Complete the following:
1 - Repeat word for word the portion of the globalization passage between "In more recent" and "international labor organizations.", inclusive.
2 - In the globalization passage, which company is given as an example of a large, European-based monopolistic concern?
3 - Go on with the globalization passage from its final sentence.

Passage:
One popular activity under globalisation is international trade, in which products and services are exchanged
between or among nations. Many countries that have abundant natural resources
rely on this trading system to market their unique local products and, in turn,
improve their economic state. International trade has been practiced for
centuries, as evidenced by the Silk Road that connects Asia and Europe for
trading purposes. One modern example of this type of trade is the toy industry,
wherein many American-sold toys have the phrase “Made in China” embossed on
their surface.
Economic globalization may
involve the financial and economic aspects of a nation primarily, but its
interdependent nature can inevitably affect a country’s lawmaking system and
cultural identity. Trading policies and tax treaties are created between
countries to regulate trade and protect either country from threats of
terrorism. Multinational companies are changing some cultural aspects of many
countries; fast food restaurants, for example, have changed the eating habits
of Asian countries that consider rice as a staple food. Fashion trends from
European countries are also carried over to the opposite side of the globe.
Multinational corporations have
existed since the beginning of overseas trade. They have remained a part of the
business scene throughout history, entering their modern form in the 17th and
18th centuries with the creation of large, European-based monopolistic concerns
such as the British East India Company during the age of colonization.
Multinational concerns were viewed at that time as agents of civilization and
played a pivotal role in the commercial and industrial development of Asia,
South America, and Africa. By the end of the 19th century, advances in
communications had more closely linked world markets, and multinational
corporations retained their favorable image as instruments of improved global
relations through commercial ties. The existence of close international trading
relations did not prevent the outbreak of two world wars in the first half of
the twentieth century, but an even more closely bound world economy emerged in
the aftermath of the period of conflict.
In more recent times,
multinational corporations have grown in power and visibility, but have come to
be viewed more ambivalently by both governments and consumers worldwide.
Indeed, multinationals today are viewed with increased suspicion given their
perceived lack of concern for the economic well-being of particular geographic
regions and the public impression that multinationals are gaining power in
relation to national government agencies, international trade federations and
organizations, and local, national, and international labor organizations.
Despite such concerns,
multinational corporations appear poised to expand their power and influence as
barriers to international trade continue to be removed. Furthermore, the actual
nature and methods of multinationals are in large measure misunderstood by the
public, and their long-term influence is likely to be less sinister than
imagined. Multinational corporations share many common traits, including the
methods they use to penetrate new markets, the manner in which their overseas
subsidiaries are tied to their headquarters operations, and their interaction with
national governmental agencies and national and international labor
organizations.

(Dataset records)

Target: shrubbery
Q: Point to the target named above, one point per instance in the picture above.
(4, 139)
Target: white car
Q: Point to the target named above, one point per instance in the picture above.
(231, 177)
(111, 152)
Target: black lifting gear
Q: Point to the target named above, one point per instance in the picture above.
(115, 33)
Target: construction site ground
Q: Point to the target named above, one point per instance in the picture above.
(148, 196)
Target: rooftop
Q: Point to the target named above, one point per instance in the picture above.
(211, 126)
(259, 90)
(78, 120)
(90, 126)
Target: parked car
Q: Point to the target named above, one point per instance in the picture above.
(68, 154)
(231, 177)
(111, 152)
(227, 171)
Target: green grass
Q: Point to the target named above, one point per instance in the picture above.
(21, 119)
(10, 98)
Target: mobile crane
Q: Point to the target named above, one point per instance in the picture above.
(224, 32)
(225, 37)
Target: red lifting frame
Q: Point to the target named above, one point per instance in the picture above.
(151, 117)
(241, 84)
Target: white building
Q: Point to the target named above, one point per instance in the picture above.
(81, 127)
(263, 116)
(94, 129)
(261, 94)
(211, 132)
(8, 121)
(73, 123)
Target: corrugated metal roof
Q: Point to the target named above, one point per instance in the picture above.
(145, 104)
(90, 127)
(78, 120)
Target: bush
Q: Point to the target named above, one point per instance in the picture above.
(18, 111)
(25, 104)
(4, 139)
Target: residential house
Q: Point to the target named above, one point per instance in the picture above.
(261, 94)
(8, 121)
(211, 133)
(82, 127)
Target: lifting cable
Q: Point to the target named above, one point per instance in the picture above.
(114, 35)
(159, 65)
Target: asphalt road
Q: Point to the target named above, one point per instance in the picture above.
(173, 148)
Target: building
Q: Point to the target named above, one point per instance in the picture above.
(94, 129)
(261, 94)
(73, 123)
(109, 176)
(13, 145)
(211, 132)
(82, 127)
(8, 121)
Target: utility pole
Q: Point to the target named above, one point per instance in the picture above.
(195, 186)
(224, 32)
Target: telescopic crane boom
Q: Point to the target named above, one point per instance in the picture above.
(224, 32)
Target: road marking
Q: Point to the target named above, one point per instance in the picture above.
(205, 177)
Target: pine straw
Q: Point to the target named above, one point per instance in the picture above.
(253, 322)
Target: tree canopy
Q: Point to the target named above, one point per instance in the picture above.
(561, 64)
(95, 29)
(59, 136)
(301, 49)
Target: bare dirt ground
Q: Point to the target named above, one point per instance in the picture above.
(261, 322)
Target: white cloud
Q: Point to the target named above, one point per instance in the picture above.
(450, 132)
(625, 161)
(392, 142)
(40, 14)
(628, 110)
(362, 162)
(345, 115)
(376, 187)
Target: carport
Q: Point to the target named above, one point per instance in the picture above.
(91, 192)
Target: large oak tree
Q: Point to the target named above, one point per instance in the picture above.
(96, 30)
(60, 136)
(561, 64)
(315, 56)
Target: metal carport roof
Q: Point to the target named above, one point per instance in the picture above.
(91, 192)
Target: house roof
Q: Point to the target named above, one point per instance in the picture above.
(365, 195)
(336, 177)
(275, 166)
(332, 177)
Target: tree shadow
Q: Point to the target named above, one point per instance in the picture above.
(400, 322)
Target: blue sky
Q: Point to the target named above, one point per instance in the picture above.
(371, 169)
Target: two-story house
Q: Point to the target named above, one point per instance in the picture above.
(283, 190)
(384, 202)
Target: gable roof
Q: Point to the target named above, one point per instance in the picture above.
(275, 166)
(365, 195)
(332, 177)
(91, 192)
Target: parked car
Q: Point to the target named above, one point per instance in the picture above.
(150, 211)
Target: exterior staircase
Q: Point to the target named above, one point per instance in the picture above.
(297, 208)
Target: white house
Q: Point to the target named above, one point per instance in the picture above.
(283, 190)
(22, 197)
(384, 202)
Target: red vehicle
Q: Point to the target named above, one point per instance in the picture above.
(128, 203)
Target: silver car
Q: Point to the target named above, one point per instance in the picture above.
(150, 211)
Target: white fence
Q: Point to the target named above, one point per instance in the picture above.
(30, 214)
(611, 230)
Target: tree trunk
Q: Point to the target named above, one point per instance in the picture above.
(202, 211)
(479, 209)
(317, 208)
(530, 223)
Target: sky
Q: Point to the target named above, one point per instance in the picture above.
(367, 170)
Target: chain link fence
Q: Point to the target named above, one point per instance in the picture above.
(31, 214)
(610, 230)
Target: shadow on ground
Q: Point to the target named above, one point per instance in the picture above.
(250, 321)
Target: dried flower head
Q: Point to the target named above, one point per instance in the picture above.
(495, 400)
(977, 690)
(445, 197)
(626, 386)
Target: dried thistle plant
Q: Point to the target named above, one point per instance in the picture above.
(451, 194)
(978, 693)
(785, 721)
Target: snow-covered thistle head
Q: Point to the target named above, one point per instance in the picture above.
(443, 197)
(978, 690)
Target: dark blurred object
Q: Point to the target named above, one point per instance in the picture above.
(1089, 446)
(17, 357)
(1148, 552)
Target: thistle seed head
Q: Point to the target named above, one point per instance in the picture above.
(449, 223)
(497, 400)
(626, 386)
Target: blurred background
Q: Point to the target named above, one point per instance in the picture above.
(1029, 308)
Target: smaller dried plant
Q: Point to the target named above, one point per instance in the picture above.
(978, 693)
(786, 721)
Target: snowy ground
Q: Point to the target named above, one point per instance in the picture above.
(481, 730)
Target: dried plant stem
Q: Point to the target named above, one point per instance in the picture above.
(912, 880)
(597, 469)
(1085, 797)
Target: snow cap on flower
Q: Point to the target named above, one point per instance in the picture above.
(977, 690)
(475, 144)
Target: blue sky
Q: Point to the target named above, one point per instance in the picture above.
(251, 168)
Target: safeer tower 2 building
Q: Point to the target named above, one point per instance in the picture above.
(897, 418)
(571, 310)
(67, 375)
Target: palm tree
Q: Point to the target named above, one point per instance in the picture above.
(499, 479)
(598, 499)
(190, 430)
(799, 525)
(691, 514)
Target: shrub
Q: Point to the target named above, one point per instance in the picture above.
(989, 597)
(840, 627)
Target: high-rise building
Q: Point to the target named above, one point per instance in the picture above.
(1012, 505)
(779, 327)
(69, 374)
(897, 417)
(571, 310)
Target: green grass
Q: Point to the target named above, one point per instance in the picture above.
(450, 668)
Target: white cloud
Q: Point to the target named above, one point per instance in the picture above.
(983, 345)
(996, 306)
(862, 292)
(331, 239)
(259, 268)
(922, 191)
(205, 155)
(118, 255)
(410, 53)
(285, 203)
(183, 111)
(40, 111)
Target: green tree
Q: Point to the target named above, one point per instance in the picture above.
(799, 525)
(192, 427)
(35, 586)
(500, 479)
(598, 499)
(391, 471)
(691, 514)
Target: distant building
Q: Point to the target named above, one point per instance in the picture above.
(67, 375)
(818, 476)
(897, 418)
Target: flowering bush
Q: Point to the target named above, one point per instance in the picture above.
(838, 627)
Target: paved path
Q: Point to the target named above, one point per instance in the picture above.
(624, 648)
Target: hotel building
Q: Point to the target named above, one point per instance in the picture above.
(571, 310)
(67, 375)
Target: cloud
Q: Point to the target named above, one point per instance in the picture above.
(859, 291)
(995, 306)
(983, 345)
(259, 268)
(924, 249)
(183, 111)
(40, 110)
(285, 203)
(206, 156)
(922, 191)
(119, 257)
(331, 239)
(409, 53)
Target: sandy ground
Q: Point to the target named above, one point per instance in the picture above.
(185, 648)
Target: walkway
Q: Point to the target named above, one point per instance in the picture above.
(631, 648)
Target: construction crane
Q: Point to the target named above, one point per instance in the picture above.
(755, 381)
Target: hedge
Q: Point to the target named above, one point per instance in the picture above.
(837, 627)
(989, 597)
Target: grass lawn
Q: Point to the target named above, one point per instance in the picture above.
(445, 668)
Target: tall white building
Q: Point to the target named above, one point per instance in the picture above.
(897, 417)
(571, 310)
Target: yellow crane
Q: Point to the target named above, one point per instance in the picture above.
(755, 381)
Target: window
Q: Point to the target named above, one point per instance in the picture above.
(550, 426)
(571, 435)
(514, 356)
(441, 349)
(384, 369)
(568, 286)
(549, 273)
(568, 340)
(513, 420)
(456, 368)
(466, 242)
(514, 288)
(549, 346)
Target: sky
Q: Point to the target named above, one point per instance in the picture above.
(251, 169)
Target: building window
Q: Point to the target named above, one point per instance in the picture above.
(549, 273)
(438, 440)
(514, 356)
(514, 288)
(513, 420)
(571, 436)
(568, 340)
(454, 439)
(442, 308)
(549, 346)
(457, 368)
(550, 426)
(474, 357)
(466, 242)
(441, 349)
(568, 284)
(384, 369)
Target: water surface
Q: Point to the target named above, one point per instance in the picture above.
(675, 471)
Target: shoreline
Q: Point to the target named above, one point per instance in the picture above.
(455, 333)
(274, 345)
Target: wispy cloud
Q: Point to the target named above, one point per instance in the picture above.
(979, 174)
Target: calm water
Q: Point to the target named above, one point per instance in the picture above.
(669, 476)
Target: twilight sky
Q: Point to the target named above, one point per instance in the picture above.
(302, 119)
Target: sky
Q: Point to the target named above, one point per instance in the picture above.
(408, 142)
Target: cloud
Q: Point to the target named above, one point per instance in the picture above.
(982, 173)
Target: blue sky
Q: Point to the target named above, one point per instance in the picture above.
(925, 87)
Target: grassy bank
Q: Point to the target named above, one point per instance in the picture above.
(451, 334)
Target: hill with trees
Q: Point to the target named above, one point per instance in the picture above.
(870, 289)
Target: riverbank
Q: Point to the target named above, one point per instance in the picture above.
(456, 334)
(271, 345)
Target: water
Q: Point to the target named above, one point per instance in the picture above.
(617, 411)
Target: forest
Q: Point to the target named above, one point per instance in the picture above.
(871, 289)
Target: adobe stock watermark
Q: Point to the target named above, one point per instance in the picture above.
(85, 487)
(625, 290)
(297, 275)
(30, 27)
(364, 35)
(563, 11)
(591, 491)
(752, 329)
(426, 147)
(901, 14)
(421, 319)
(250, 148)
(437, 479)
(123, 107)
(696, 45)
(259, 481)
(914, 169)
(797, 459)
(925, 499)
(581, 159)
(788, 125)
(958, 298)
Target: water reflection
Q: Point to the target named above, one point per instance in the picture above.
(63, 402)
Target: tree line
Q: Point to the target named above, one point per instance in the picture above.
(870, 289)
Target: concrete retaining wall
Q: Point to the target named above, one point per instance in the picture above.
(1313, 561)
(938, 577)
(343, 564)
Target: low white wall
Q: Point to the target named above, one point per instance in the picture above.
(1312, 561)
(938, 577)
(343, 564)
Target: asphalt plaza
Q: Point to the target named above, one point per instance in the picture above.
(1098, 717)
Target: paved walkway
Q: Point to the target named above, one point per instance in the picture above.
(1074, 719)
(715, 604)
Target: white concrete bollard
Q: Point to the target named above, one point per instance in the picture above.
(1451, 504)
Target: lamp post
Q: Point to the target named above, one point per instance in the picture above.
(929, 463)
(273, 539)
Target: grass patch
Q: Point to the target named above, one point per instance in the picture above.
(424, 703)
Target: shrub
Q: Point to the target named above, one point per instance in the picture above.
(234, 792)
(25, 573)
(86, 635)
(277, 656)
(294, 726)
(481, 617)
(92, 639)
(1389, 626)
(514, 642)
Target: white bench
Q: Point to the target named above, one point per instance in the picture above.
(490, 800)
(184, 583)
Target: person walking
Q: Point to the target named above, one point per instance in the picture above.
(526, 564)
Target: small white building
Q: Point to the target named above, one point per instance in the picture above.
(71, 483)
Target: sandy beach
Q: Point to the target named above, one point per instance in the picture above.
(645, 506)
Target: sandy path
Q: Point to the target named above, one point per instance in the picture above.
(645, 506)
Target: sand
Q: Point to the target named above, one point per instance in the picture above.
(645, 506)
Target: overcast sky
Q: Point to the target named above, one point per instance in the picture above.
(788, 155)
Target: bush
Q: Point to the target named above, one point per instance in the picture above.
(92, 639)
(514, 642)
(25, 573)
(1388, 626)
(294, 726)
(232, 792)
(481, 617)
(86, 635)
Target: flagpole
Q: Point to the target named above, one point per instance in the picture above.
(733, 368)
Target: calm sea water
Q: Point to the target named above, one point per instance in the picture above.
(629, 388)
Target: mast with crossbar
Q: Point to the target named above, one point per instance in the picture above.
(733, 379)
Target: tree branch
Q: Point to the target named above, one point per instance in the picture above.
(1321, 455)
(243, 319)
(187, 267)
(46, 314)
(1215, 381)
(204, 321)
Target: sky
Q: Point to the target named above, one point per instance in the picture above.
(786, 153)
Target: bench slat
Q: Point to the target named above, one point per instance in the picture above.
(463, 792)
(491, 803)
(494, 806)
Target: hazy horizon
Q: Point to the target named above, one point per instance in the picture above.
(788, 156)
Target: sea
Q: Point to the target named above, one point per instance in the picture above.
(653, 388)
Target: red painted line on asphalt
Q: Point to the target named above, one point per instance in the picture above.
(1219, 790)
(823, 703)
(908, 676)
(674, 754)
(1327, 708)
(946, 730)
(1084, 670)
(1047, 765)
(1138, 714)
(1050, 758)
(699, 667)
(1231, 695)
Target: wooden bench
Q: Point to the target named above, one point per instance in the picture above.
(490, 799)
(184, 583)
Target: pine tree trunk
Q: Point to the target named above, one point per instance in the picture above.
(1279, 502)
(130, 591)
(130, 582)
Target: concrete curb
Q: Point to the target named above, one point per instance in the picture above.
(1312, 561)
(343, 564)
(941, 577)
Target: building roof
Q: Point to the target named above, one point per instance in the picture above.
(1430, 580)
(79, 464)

Per-task outputs:
1 -
In more recent times,
multinational corporations have grown in power and visibility, but have come to
be viewed more ambivalently by both governments and consumers worldwide.
Indeed, multinationals today are viewed with increased suspicion given their
perceived lack of concern for the economic well-being of particular geographic
regions and the public impression that multinationals are gaining power in
relation to national government agencies, international trade federations and
organizations, and local, national, and international labor organizations.

2 - The British East India Company.

3 -
WHAT IS A MULTINATIONAL CORPORATION?
As the name implies, a
multinational corporation is a business concern with operations in more than
one country. These operations outside the company's home country may be linked
to the parent by merger, operated as subsidiaries, or have considerable
autonomy. Multinational corporations are sometimes perceived as large,
utilitarian enterprises with little or no regard for the social and economic
well-being of the countries in which they operate, but the reality of their
situation is more complicated.
There are over 40,000
multinational corporations currently operating in the global economy, in
addition to approximately 250,000 overseas affiliates running cross-continental
businesses.
The World Trade Organization
(WTO), the International Monetary Fund (IMF), and the World Bank are the three
institutions that underwrite the basic rules and regulations of economic,
monetary, and trade relations between countries. Many developing nations have
loosened trade rules under pressure from the IMF and the World Bank. The
domestic financial markets in these countries have not been developed and do
not have appropriate laws in place to enable domestic financial institutions to
stand up to foreign competition. According to the World Bank's 2002 World
Development Indicators, there are 63 countries considered to be low-income
countries.
Although foreign direct
investment in developing countries rose considerably in the 1990s, not all
developing countries benefited from these investments. Most of the foreign
direct investment went to a very small number of lower and upper middle income
developing countries in East Asia and Latin America. In these countries, the
rate of economic growth is increasing and the number of people living at
poverty level is falling. However, there are still nearly 140 developing
countries that are showing very slow growth rates while the 24 richest,
developed countries (plus another 10 to 12 newly industrialized countries) are
benefiting from most of the economic growth and prosperity. Therefore, many
people in the developing countries are still living in poverty.
Similarly, multinational
corporations are viewed as being exploitative of both their workers and the
local environment, given their relative lack of association with any given
locality. This criticism of multinationals is valid to a point, but it must be
remembered that no corporation can successfully operate without regard to local
social, labor, and environmental standards, and that multinationals in large
measure do conform to local standards in these regards.
Multinational corporations are
also seen as acquiring too much political and economic power in the modern business
environment, because corporations are able to influence public policy to some
degree by threatening to move jobs overseas.
Multinational corporations are
thus able to penetrate new markets in a variety of ways, which allow existing
concerns in the market to be accessed a varying degree of autonomy and control
over operations.
CONCERNS ABOUT MULTINATIONAL CORPORATIONS
While no one doubts the economic
success and pervasiveness of multinational corporations, their motives and
actions have been called into question by social welfare, environmental
protection, and labor organizations and government agencies worldwide.
National and international labor
unions have expressed concern that multinational corporations in economically
developed countries can avoid labor negotiations by simply moving their jobs to
developing countries where labor costs are markedly less. Labor organizations
in developing countries face the converse of the same problem, as they are
usually obliged to negotiate with the national subsidiary of the multinational
corporation in their country, which is usually willing to negotiate contract
terms only on the basis of domestic wage standards, which may be well below
those in the parent company's country.
Offshore outsourcing, or
offshoring, is a term used to describe the practice of using cheap foreign
labor to manufacture goods or provide services only to sell them back into the
domestic marketplace. Today, many Americans are concerned about the issue of
whether American multinational companies will continue to export jobs to cheap
overseas labor markets.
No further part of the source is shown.